Brief >> Wherever pictures occur in the entries below, leave them out and retype the rest exactly.

Dataset >>
######
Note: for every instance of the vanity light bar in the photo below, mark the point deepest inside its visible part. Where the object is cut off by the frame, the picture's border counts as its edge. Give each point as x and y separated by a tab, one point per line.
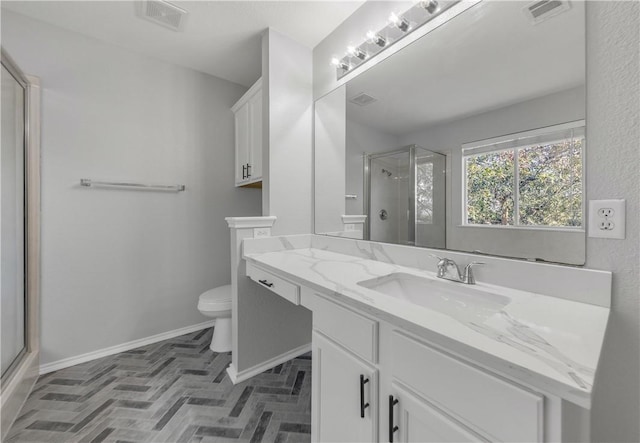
400	25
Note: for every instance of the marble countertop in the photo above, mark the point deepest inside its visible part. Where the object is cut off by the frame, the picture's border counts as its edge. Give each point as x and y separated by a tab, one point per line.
550	343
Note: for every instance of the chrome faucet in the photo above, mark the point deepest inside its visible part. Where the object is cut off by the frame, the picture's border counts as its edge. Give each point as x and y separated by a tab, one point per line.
448	269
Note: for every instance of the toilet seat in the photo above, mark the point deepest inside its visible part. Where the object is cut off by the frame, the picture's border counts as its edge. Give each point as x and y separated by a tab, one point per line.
216	299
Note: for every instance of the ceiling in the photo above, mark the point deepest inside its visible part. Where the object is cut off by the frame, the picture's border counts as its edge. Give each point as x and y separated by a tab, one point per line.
221	38
488	57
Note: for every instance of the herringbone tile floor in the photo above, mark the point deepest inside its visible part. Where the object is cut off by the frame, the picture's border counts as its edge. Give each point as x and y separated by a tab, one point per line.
172	391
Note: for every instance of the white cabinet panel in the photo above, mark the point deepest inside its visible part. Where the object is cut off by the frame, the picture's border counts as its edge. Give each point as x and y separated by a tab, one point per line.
248	131
242	143
255	135
337	395
418	421
283	288
353	331
503	410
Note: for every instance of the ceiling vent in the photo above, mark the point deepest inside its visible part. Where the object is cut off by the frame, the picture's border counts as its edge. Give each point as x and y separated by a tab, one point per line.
162	13
545	9
362	99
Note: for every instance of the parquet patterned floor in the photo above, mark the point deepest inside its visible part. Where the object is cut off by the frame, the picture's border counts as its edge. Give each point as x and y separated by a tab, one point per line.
172	391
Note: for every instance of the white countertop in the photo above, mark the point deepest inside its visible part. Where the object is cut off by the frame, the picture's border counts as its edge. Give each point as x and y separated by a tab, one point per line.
547	342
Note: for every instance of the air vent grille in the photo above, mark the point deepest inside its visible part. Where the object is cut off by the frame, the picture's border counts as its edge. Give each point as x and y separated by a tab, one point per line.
362	99
163	13
545	9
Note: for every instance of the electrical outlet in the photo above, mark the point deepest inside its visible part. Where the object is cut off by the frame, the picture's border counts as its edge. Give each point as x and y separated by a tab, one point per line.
607	218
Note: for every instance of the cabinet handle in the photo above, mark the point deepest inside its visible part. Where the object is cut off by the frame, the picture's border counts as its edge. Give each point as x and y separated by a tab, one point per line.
392	428
363	405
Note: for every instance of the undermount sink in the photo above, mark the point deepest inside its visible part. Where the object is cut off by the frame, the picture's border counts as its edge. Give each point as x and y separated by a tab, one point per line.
463	302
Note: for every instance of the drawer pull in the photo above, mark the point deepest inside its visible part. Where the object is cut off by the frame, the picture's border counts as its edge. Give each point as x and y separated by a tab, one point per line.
392	428
363	405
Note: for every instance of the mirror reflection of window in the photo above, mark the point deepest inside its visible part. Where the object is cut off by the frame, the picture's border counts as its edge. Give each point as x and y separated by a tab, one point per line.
424	192
530	180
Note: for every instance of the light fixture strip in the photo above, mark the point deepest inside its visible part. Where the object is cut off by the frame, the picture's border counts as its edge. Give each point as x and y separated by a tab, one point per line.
400	25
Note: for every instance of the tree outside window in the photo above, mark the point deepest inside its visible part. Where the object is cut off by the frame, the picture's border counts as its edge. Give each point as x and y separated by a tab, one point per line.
548	191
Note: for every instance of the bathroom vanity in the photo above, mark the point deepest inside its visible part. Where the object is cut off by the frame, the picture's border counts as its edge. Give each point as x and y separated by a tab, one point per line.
400	355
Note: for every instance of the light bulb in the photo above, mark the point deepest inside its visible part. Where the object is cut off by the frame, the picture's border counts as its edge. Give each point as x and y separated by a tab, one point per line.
376	38
399	22
356	52
431	6
340	64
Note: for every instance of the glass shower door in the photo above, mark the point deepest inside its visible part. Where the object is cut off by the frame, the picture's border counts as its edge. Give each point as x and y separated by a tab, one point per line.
12	222
389	198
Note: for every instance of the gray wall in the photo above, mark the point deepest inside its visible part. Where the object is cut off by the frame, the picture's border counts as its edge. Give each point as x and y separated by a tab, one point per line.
613	156
123	265
288	121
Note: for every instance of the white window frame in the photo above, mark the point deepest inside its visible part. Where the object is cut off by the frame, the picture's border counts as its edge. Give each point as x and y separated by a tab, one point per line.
516	142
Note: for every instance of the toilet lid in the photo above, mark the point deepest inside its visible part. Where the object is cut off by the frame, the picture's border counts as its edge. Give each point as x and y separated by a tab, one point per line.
216	299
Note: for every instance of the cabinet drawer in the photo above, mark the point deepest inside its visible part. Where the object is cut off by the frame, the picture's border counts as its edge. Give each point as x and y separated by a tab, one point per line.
274	283
353	331
502	410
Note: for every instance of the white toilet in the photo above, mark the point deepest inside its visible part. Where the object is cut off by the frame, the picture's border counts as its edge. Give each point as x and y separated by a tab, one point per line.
216	303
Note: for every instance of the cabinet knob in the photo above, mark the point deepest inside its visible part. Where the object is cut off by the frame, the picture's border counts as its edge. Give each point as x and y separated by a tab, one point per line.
392	428
363	405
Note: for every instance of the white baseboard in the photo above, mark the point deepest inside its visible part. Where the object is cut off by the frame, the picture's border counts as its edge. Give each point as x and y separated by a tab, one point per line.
83	358
238	377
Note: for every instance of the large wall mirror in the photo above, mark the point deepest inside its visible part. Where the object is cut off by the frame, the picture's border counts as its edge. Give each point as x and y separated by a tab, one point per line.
471	138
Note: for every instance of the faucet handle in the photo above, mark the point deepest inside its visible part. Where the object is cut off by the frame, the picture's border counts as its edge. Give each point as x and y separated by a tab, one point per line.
468	276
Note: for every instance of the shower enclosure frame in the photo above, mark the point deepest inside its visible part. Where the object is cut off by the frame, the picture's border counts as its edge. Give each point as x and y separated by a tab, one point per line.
411	150
18	380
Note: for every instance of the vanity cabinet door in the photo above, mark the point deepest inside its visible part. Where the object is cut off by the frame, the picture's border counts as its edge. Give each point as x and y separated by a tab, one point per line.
344	395
255	136
414	419
242	143
248	131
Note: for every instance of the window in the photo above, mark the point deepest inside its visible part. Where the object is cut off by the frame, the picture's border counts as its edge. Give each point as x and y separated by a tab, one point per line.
424	192
531	179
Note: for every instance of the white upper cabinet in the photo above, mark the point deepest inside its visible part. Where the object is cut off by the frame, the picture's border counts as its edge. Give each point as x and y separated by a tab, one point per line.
248	133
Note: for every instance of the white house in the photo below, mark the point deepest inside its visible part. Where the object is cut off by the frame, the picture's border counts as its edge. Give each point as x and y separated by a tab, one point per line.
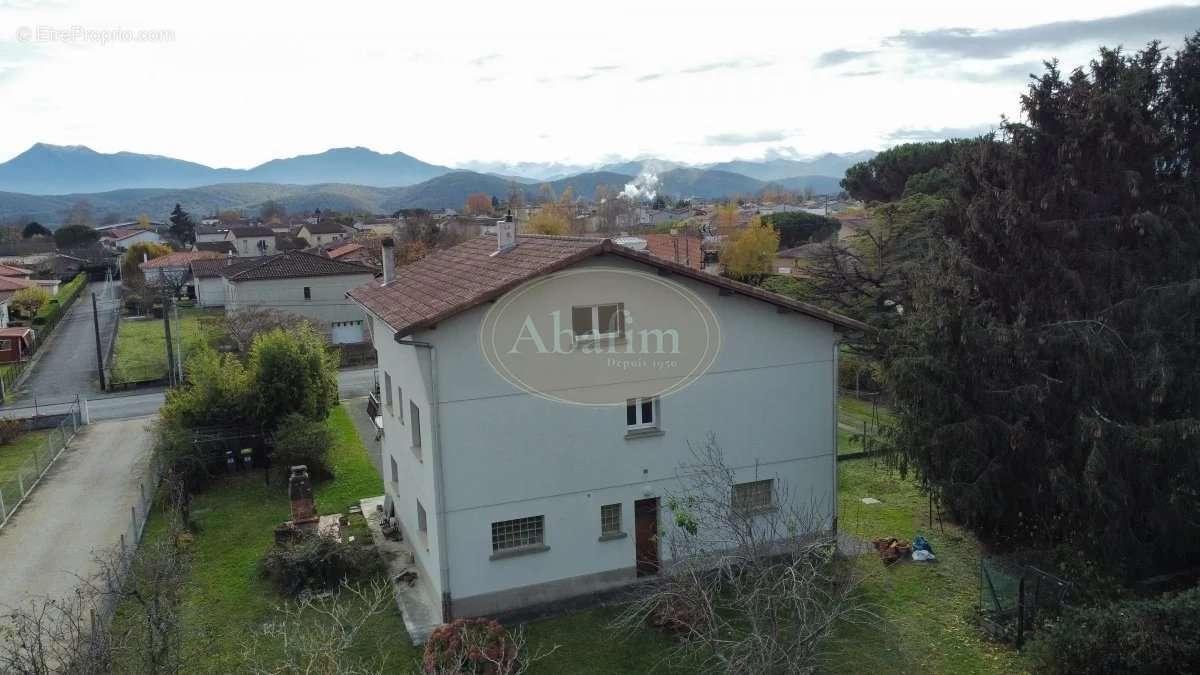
######
The completed task >>
Note: for every instance of the vanity light bar in the photo below, mark the point deepest inside its visible part. Where the object is cut off by the frame, the picture's border counts as its edge. Give each point as x and y separated by a tab, one point per line.
400	25
Note: for every instance of the marble countertop in the photo above, mark the point deepest inside its visible part. Where the object is cut off by the frame, the picture's border counts as its edge. Give each point as x and y separated by a tab, one point per line.
550	343
Note: for every instance of the chrome faucet in the photo above, mark the point deepest inside its visible part. Where the object is cut off by the frame, the picture's border counts as its edge. Give each point as x and y separated by a tab, one point per line.
448	269
Note: for every instance of the toilet seat in the photo above, mark the point deepest inside its visible part. Where the object is cut off by the frame, the picture's border counts as its edge. Give each point as x and y separated by a tab, one point per line.
216	299
Note: for every instance of the ceiling in the photo above, mark the point deepest inside its visible part. Where the object is cut off by the frame, the picture's border counts as its edge. Give each point as x and y separated by a tab, one point per line.
221	38
488	57
Note: for every instance of the herringbone tile floor in the photo above, mark the point deepest inside its visible part. Where the object is cut off by the frame, the picture's border counts as its edge. Give each point as x and y separated by a tab, one point per line.
172	391
Note: for every instance of the white cabinet panel in the photo above, mark the point deepest inside its visible part. Where the object is cut off by the frame, the picture's border counts as its edge. Give each point as x and y separated by a tab, one point per line.
248	131
242	143
255	135
337	395
418	421
283	288
353	331
503	410
Note: for every instance of the ceiling vent in the photo above, mark the point deepest inside its visible part. Where the object is cut off by the frame, the picture's border counts as its edge. Give each point as x and y separated by a tab, one point per line.
162	13
545	9
362	99
Note: for every instance of the parquet patterned floor in the photo above, mark the point deepest inside its visible part. Where the object is cut off by the frame, the picture's border counts as its edge. Give each point as x and y separated by a tab, one point per line.
172	391
Note: for every instance of the white countertop in the photo above, mark the point deepest inside its visible part. Where the object is cut off by the frame, the picture's border counts as its edge. Give each point as x and y separated by a tab, one point per line.
547	342
Note: for every instance of the air vent grille in the photo above, mark the point deepest inside its visible part. Where the object is cut off by the frame, the picture's border counts as its edge. Give each point as x and y separated by a tab, one point per line.
362	99
163	13
545	9
Note: for every instance of the electrical outlet in the photo above, mark the point deepest inside its visible part. Where the object is cut off by the frame, the picture's border counts as its edge. Give each point as x and y separated by a tab, one point per line.
607	218
Note: for every instance of the cabinet handle in the photo above, mark the point deepest inside its visible part. Where the object is cut off by the frame, the picture's border counts as its edge. Give each point as x and y separated by a tab, one point per line.
392	428
363	405
Note: for every instance of the undermount sink in the photo above, mark the point deepest inside its visible part. Where the object is cut off by the frame, the picture's border counts as its edge. Give each point as x and y separated by a tab, one point per line.
463	302
Note: for every instance of the drawer pull in the photo above, mark the point deepest inside its visible part. Where the object is cut off by the frame, the picture's border counts as its edge. Give each point as x and y separated by a tab, one point per line.
392	428
363	405
Note: for every instance of the mirror reflection of window in the photo above, mark the point deepest inside its visible part. Where the object is cut off by the frame, the picture's border counts as its edge. Give each point as x and y separated by a tab, one point per line.
424	192
530	180
Note: for every instance of the light fixture strip in the photo above, mark the point deepest inside its visible part. Where the object is cut off by the frame, the picture's border counts as its edge. Give each point as x and y separated by a tab, one point per line.
400	25
Note: for every instance of the tree outside window in the photo above, mark the point deepest inside its visible part. Where the object is cut off by the frame, the picture's border counts as its edge. Give each point as x and y separated by a tab, one point per line.
548	191
Note: for every instance of the bathroom vanity in the photo above, mark the point deepest inside its visible part. Where the object is cut off by the frame, the picture's border counts as its edge. Give each point as x and y separated by a tab, one point per line.
400	355
Note: for every instance of the light bulb in the photo above, mark the point deepest inside its visible part. Where the object is cut off by the frame, the picture's border counts as its edge. Give each point as x and y separated by a tab, one point per line.
376	38
399	22
356	52
431	6
340	64
Note: for every instance of the glass shower door in the photo above, mark the point deepest inside its visible part. Where the object is cut off by the frame, the picture's border counts as its edge. Give each point as x and y separated by a tab, one point per line.
12	222
389	198
Note: for every instance of the gray wall in the photo above, mark the point deepest inside its visible part. Where the object is cut off by the frame, the picture's border counts as its edge. Give each point as x and y separated by a tab, one point per line.
613	156
123	265
288	121
Note: for every instance of the white window frame in the photo above, mark the point deepest inside its visible part. Where the object is cut off by the frame, the picture's border counts as its edge. Give each point as x and y separated by a tab, one point per line.
516	142
Note: for every instance of the toilet lid in the photo above, mark the point deepest inside its visible part. Where the object is cut off by the frame, the picture's border counts as its edge. Give each point as x and y separated by a tab, one point per line.
216	299
Note: for every instance of the cabinet drawer in the photo above, mark the point deepest inside its visible part. Where the object is cut off by the frame, the picture's border counts as its edge. Give each point as x and y separated by a tab, one point per line.
274	283
353	331
502	410
Note: for every instance of the white toilet in the photo above, mark the point deepest inside its visible part. Where the object is cut off by the frame, the picture's border counts as its edge. Give each point as x and y separated by a tab, one point per line.
216	303
Note: for every instance of the cabinet knob in the photo above, mark the point deepest inside its visible part. Where the object is cut off by the frame, the picture's border counts as its edge. Give each point as x and y separated by a tab, one point per line.
392	428
363	405
Note: for every instance of the white baseboard in the photo above, mark the point deepest inside its visible part. Where the object is cut off by the frame, the picture's border counts as its edge. Give each point as x and y separated by a tab, one point per line.
83	358
238	377
Note: for every instance of the large wall mirror in the photo above, mark the point deepest inside its visible part. Where the object is cut off by the frame, the picture's border counts as its edge. Give each point as x and y separated by a tab, one point per line.
471	138
Note: for every instance of the faucet handle in the photo above, mark the point deepest inside its visible part. Where the object is cut off by the frame, the picture's border counts as its edge. Give each point as x and y separated by a tab, one point per line.
468	276
Note: for every instance of the shower enclosure frame in the photo above, mark the point deepest inside its visible part. Where the object is cut off by the frame, the picture's border counts as its edge. Give each point as x and y separated by a tab, one point per line.
411	150
18	380
Note: for every instance of the vanity cabinet door in the photo above, mark the point deepest inside its visible part. Where the object is cut off by the frame, the picture's border counts as its edge. Give each point as x and y separated by a tab, one point per line.
344	395
255	136
414	419
242	143
248	131
Note: for every instance of the window in the photo above, mark the point deepest inside its visible part. Where the object is cut off by the frame, the picture's border counts as its edge. Give each point as x and y separated by a tab, one point per line.
424	192
531	179
Note: for every instance of the white upper cabinet in the photo above, mark the point deepest inside its visible part. Where the object is cut off by the frame, the picture's border counts as its edge. Give each point as x and y separated by a tab, one point per line.
248	133
Note: for every instance of the white house in the photo below, mark the point deepest inside its visible part. Where the object is cut off by the frame, the picture's border counts as its edge. Give each point as x and y separated by a tab, one point per line.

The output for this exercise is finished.